Ziel der Übung
Schreiben Sie bitte alle folgenden Einträge Zeile für Zeile unverändert ab.

Bereitgestellte Daten
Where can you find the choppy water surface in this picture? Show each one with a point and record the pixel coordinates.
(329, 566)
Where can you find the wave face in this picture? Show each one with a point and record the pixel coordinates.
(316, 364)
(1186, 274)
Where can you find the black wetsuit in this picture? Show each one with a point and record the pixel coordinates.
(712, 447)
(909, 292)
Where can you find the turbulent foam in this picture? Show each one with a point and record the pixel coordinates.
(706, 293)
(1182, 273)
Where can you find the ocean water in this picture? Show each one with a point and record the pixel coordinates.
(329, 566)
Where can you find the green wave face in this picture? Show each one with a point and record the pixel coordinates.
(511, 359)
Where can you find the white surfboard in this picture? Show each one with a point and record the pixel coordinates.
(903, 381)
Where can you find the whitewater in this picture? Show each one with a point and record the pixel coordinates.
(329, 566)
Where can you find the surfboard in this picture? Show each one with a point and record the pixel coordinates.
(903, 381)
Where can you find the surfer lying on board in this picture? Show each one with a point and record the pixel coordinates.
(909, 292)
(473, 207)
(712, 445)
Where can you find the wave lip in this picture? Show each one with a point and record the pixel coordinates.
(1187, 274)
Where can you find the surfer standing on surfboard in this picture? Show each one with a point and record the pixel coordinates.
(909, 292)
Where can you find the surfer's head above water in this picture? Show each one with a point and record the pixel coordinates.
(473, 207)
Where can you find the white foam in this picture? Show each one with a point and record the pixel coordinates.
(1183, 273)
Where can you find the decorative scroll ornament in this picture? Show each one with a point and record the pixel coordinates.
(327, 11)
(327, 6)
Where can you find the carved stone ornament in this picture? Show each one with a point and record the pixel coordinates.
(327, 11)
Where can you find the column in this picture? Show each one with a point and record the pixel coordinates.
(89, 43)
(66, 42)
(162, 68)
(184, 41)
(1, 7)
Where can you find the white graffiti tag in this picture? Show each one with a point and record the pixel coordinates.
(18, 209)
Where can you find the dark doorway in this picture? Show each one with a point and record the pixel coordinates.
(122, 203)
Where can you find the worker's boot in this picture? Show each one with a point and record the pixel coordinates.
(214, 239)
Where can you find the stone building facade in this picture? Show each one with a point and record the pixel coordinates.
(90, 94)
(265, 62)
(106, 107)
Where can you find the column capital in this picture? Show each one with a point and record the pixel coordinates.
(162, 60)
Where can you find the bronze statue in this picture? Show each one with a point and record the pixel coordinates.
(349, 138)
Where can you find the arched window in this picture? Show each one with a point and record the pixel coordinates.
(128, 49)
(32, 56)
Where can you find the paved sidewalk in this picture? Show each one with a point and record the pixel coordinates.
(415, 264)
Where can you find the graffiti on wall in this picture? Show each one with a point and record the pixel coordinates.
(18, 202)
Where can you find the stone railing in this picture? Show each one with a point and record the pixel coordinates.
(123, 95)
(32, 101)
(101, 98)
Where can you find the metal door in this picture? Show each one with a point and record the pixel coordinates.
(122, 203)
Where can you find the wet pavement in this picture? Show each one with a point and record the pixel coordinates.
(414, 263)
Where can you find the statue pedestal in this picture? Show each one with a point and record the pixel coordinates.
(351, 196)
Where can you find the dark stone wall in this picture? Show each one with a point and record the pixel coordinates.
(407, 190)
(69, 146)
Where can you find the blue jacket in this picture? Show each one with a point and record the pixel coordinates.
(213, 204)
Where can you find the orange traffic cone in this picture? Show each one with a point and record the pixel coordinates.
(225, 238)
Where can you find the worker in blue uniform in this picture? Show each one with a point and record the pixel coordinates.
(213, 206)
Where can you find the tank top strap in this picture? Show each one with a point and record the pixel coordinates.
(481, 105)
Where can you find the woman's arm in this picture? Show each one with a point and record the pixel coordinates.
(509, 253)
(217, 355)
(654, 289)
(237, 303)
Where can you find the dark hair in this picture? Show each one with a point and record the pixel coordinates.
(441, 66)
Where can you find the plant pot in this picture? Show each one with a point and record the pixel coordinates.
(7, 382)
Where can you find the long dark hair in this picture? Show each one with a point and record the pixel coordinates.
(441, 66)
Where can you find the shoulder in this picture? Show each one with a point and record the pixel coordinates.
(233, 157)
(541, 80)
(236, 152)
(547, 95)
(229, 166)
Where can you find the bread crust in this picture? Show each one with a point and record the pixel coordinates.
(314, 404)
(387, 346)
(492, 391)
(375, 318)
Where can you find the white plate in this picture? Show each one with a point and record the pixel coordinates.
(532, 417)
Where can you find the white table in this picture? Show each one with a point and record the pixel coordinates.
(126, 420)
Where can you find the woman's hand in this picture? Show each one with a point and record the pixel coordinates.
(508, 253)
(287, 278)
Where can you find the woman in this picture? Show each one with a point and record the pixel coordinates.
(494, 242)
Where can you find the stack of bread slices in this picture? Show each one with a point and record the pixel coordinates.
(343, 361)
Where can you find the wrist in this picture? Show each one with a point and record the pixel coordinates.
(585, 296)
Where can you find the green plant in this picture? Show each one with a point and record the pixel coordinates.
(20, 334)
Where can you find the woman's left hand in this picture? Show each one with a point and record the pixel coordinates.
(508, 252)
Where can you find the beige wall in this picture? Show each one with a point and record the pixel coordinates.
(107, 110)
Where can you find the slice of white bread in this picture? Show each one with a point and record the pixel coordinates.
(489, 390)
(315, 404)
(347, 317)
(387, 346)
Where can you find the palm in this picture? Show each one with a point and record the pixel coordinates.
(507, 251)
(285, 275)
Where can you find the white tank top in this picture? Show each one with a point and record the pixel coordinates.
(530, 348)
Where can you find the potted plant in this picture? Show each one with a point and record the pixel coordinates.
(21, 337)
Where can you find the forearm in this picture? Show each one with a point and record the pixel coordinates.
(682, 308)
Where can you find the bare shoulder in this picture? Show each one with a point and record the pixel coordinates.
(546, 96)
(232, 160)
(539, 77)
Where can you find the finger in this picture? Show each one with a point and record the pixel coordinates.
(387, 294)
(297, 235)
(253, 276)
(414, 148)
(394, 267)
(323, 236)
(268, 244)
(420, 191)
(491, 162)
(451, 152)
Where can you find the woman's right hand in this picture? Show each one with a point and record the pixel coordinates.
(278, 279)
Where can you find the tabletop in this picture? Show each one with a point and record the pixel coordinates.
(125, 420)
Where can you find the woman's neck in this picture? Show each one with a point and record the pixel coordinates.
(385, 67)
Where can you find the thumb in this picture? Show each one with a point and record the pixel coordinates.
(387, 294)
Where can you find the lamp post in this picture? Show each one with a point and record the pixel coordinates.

Schriftliche Antwort
Where can you find the choppy water surface in this picture? Show each one with a point and record the pixel coordinates.
(329, 566)
Where can you find the wave face in this picture? Show each one with a point and record the pixel coordinates.
(316, 364)
(1186, 274)
Where can you find the black wetsuit in this picture? Show each one with a point and record the pixel coordinates.
(712, 447)
(909, 292)
Where can you find the turbulent foam in this picture? Show each one with a point and record the pixel coordinates.
(706, 293)
(1182, 273)
Where can you find the ocean water in this picture? Show each one with a point and record the pixel coordinates.
(329, 566)
Where can you find the green wave face in this picture? Show each one with a point and record the pixel coordinates.
(511, 359)
Where can you find the white surfboard in this picture? Show each one with a point and record the pixel coordinates.
(903, 381)
Where can you find the whitewater in this picture? Show each one with a point and record the pixel coordinates.
(329, 566)
Where can you find the surfboard in this picture? Show each one with a point and record the pixel coordinates.
(903, 381)
Where can you find the surfer lying on board in this picture? Show each one with a point and record the pixel coordinates.
(909, 292)
(473, 207)
(712, 445)
Where can you find the wave lip in this picture? Show each one with a point and record the pixel coordinates.
(1187, 274)
Where can you find the surfer standing on surfboard in this picture? Show each one with a point and record the pixel coordinates.
(909, 292)
Where can you find the surfer's head above water in this picture? Show each one with a point and record the pixel coordinates.
(473, 207)
Where can you find the white foam in this picture? Show each one with a point and record the pixel coordinates.
(1183, 273)
Where can you find the decorative scroll ornament in this picture? Show each one with a point and record the pixel coordinates.
(327, 11)
(327, 6)
Where can you find the carved stone ornament in this picture? Show each one with a point and record the pixel coordinates.
(327, 11)
Where can you find the column in this picture? Show each one with a point and record the pixel coordinates.
(89, 43)
(66, 42)
(162, 68)
(184, 41)
(1, 7)
Where can you find the white graffiti tag in this picture? Show each one with a point and record the pixel coordinates.
(18, 209)
Where can you find the dark doorway in this picture? Show each one with a point and record the pixel coordinates.
(122, 203)
Where can you find the worker's boot in this picture? Show each one with a point and record the pixel coordinates.
(214, 239)
Where can you find the stone building facade in this picture? Show each one with a point and record the pixel coordinates.
(90, 94)
(265, 62)
(106, 107)
Where can you find the column capital in this picture? Show each one with a point and record the pixel coordinates.
(162, 60)
Where can you find the bronze statue in this picture? Show each one with a point and record the pixel coordinates.
(349, 138)
Where can you find the arched window in this picture? Show each one with a point and record the pixel coordinates.
(128, 49)
(32, 56)
Where can you find the paved sidewalk in this picture? Show each one with a point and record the pixel coordinates.
(415, 264)
Where can you find the graffiti on wall in this picture? Show each one with a point and record the pixel coordinates.
(18, 202)
Where can you find the stone railing in this picture? Show each one with a point and record the pixel coordinates.
(123, 95)
(32, 101)
(101, 98)
Where can you find the metal door in this picture? Show each one with a point and record the pixel coordinates.
(122, 203)
Where can you find the wet pavement in this picture? Show each one with a point and record the pixel coordinates.
(414, 263)
Where can you find the statue pedestal in this picture? Show each one with a point and record the pixel coordinates.
(351, 196)
Where can you find the dark stone wall in this picture? Show each one with a point and record the pixel coordinates.
(407, 190)
(69, 146)
Where can you find the blue jacket in this picture? Show each one with a point and record the pixel coordinates.
(213, 204)
Where can you find the orange traffic cone in this picture? Show each one with a point and record the pixel coordinates.
(225, 238)
Where can you find the worker in blue uniform in this picture? Show each one with a point and record the pixel coordinates.
(213, 206)
Where can you find the tank top strap in this picture? Show each one with a point and record the pixel coordinates.
(481, 105)
Where can you find the woman's arm in this picture? Show each one with a point and record the pixel coordinates.
(509, 253)
(217, 355)
(654, 289)
(237, 303)
Where can you find the dark hair in this picture? Show each one with a point and record the pixel coordinates.
(441, 66)
Where can you find the plant pot in this picture? Show each one with a point and record the pixel coordinates.
(7, 382)
Where can you find the long dark hair in this picture? Show each one with a point and record the pixel coordinates.
(441, 66)
Where can you find the shoulder in this picture? Show each one with a point and record the pixel coordinates.
(233, 157)
(541, 80)
(236, 152)
(547, 95)
(229, 166)
Where can you find the bread crust in this picture? Show each one with a point and record the pixel coordinates.
(314, 404)
(387, 346)
(492, 391)
(375, 318)
Where can you find the white plate in this picture? Show each one with a point and record the pixel coordinates.
(532, 417)
Where can you find the white table in this picture? Show each one with a point and record the pixel coordinates.
(126, 420)
Where can you find the woman's hand in this picture? Show each one with a point and record the pixel coordinates.
(508, 253)
(287, 278)
Where can you find the woman in this picture? Show each one with a point and record the pixel coordinates.
(494, 242)
Where can you find the stack of bread slices in this picture? Show each one with a point and record the pixel coordinates.
(343, 361)
Where can you find the wrist in this picture? Show each one with a point and record the pixel coordinates.
(585, 296)
Where can you find the green plant in this picture? Show each one with a point and record the pixel coordinates.
(20, 334)
Where can you find the woman's left hand in this picture? Show each one with a point and record the pixel coordinates.
(508, 252)
Where can you find the beige wall in this picture? Show each one with a point and record the pixel coordinates.
(107, 110)
Where can you find the slice of white bread in this picture? Show each one with a point and record the pixel coordinates.
(489, 390)
(315, 404)
(347, 317)
(387, 346)
Where can you find the palm in this picture? Show each one with a point and record the pixel coordinates.
(507, 251)
(285, 275)
Where can you find the white tank top in this picture? Show each one with a point and record the pixel coordinates.
(530, 348)
Where can you find the potted plant in this picture? Show each one with a point and record the pixel coordinates.
(21, 337)
Where can you find the forearm in this picture? Show each one with a point and record the pixel coordinates.
(682, 308)
Where can you find the bare shoulder in this picture? Show each one with a point and record the pixel coordinates.
(546, 96)
(232, 160)
(539, 77)
Where can you find the finger in this picture? Show each one with a point and record the pixel coordinates.
(387, 294)
(297, 235)
(253, 276)
(414, 148)
(394, 267)
(323, 236)
(268, 244)
(420, 191)
(491, 162)
(451, 152)
Where can you find the woman's right hand in this picture? Show each one with a point and record the pixel coordinates.
(278, 279)
Where can you find the tabletop in this picture? Show each one with a point and record the pixel coordinates.
(125, 420)
Where can you find the woman's neck in this picture? Show each one with a point and record the pixel coordinates.
(385, 67)
Where can you find the thumb in this picture? Show each one with a point and record the pixel coordinates.
(387, 294)
Where can you find the lamp post in this picture? Show each one with a point and record the pixel coordinates.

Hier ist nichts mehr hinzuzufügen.